#### Selection ####

Kodak Retina I type 010: Post-war 35mm made in Germany

Kodak Retina I type 010 front
The Kodak Retina I type 010. (Daniel J. Schneider)

I found the Kodak Retina I at — you guessed it — a thrift store and initially struggled to identify it, but it’s a fun early folding 35mm camera.

Manufactured in Germany through many iterations since well before World War II, the Retina line took a breather during the war for obvious reasons. Kodak AG resumed production with the type 010 in late 1945. Closely resembling its pre-war predecessor, the type 148, the type 010 saw minor improvements after a year or two before being discontinued in 1949.

The primary differences between the early and late type 010 versions are the angle of the focus knob at infinity focus, and the shape of the focus knob itself. The earlier version has a squat, semi-conical knob and infinity focus is with the knob to the lower left corner of the lens board (from the perspective of one holding the camera ready for use). The later version has a knurled barrel-shaped knob and infinity focus at in the lower left corner. See these more-detailed images of the differences. Mine appears to be the early version.


The Retina I type 010 was available with several different lens options and either a Compur (1/300) or Compur-Rapid (1/500) shutter. The lens and shutter are mounted on a focusing helicoid at the end of a short bellows that extends when the front cover is opened. Both shutter options offer speeds down to 1 second plus Bulb.

The Retina line included many of Kodak’s best offerings for several decades after the first Retina was release in 1934, and with it the 35mm film cassette we all know and love. Most of the line were made in Germany and many lenses produced by highly respected large-format lens maker Schneider-Kreuznach were available, as well as Kodak and Rodenstock lenses.

Depth-of-field calculator
The depth-of-field calculator on the bottom cover of the Retina I type 010. The door release button is partially visible at the bottom of the frame. (Daniel J. Schneider)

Focus is set by a distance scale, and a small calculator on the bottom cover helps determine depth-of-field. The viewfinder is a simple reverse-Galilean type in the center of the top cover. Next to it are two screws that can be used to mount an accessory shoe that was, inexplicably, omitted from this model despite being present on earlier Retina I models (later models featured an updated top cover that included a cold shoe).

####

Task list:
**A)** Echo the entries below word for word, everything from the line containing "on the ornate" down to and including the line containing "trunk, one per animal or object that matches.".
**B)** Proceed with the piece on the Kodak Retina I type 010 camera, writing on from its last sentence.

#### Input records ####

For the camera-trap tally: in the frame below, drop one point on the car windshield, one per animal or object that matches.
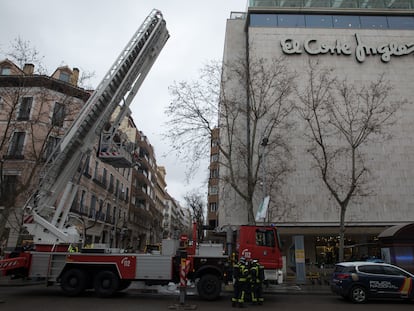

####
#### Input records ####

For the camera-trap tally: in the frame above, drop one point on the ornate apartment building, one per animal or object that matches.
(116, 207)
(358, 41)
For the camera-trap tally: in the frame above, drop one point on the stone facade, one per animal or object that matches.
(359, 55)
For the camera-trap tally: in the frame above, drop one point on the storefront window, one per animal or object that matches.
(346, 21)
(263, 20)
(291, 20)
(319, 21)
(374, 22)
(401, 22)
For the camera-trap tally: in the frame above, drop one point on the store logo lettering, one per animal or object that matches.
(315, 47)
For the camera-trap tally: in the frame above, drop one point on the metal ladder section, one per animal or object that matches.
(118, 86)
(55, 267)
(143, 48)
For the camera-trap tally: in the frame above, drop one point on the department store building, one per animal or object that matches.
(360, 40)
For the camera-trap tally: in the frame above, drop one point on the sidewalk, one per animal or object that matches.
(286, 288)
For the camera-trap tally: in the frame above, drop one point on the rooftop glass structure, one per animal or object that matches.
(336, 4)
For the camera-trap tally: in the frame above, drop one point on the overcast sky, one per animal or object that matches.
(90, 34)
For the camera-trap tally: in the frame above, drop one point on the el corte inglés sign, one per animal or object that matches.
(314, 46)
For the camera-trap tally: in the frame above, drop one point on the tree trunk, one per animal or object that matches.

####

Responses in order:
**A)**
For the camera-trap tally: in the frame above, drop one point on the ornate apartment building, one per animal or object that matches.
(116, 207)
(358, 41)
For the camera-trap tally: in the frame above, drop one point on the stone facade, one per animal or object that matches.
(359, 55)
For the camera-trap tally: in the frame above, drop one point on the storefront window, one per animal or object that matches.
(346, 21)
(263, 20)
(291, 20)
(319, 21)
(374, 22)
(401, 22)
For the camera-trap tally: in the frame above, drop one point on the store logo lettering, one per animal or object that matches.
(315, 47)
For the camera-trap tally: in the frame above, drop one point on the metal ladder section, one per animal or object that matches.
(118, 86)
(55, 267)
(143, 48)
For the camera-trap tally: in the frame above, drop one point on the department store building, one per animal or object that matches.
(360, 40)
For the camera-trap tally: in the frame above, drop one point on the sidewalk, one per animal or object that matches.
(286, 288)
For the camera-trap tally: in the frame above, drop one point on the rooftop glass structure, one per animal or object that matches.
(336, 4)
For the camera-trap tally: in the frame above, drop one point on the overcast sky, one per animal or object that matches.
(90, 34)
For the camera-trap tally: in the frame above, drop one point on the el corte inglés sign, one per animal or object that matches.
(314, 46)
For the camera-trap tally: in the frame above, drop one point on the tree trunk, one per animal or object that matches.

**B)**
The frame counter on the top cover must be reset by hand with each new roll, but counts up automatically when the film is advanced. The advance knob stops when a single frame has been advanced. The shutter release on the body is locked until the film has been advanced for double-exposure prevention, and is mechanically coupled to the shutter release lever on the shutter assembly.

The Retina uses an idler spool with geared ends, which engage the film’s sprocket holes, to operate the frame counter, release the shutter button and stop the advance after one frame. Film must therefore be loaded for any of these features to function, and without it, the advance knob spins freely and endlessly.

Retina 010 lens detail
Detail shot of shutter-lens assembly and controls. (Daniel J. Schneider)

The shutter must be set manually for each shot by means of a lever on the top left of the lens assembly. The shutter can be operated without film by manually pushing the release lever down on the top right of the lens. There is a separate standard release cable thread between the release button and the advance knob on the top cover.

Most models appear to have been equipped with a maximum aperture of f/3.5, and stops down to f/16. The aperture indicator is on the top edge of the shutter assembly and the setting is adjusted by means of a small lever on the underside of the shutter.

To rewind the film, slide the take-up spool release switch, on the back of the top cover below the advance knob, to the “R” position (the advance knob is engaged on the “A” setting). The rewind knob is on the left-hand end of the top cover and does not have a crank handle. It does slide up to disengage the cassette when rewinding is complete, however.

To load or unload film, open the back cover by opening the latch in the center of the left-hand end of the camera — a lever-type switch that pulls out and down with a fingernail.

Next to the depth-of-field calculator on the bottom cover is the rounded release button for the front cover. On the opposite end is a standard tripod thread. To close the front cover, depress the two small buttons on the top and bottom of the lens board. The “Kodak” badge on the front cover is actually a leg that flips out to allow the camera to stand vertically like many larger folding cameras.

The Kodak Retina I manual is a good read and chock full of Kodak’s marketing-laden mid-century terminology.

Retina I type 010 back
Kodak Retina I type 010 back view. Top cover controls from left to right: rewind knob, viewfinder, frame counter, shutter release, (partially visible) release cable thread, advance knob. Take-up spool release switch on back of top cover. (Daniel J. Schneider)

In Operation

Deceptively simple in appearance, the early Retinas were quite advanced mechanically. Unfortunately, this means there were a lot of moving pieces and therefore many possible points of failure. I have several and they all seem to have issues.

This one’s problems mostly relate to the shutter: the speeds are off (and get less and less accurate with each step slower on the scale), and the shutter release button coupling seems to have some issues that make it fail to actually release the shutter most of the time (which can be easily overcome by operating the lever directly).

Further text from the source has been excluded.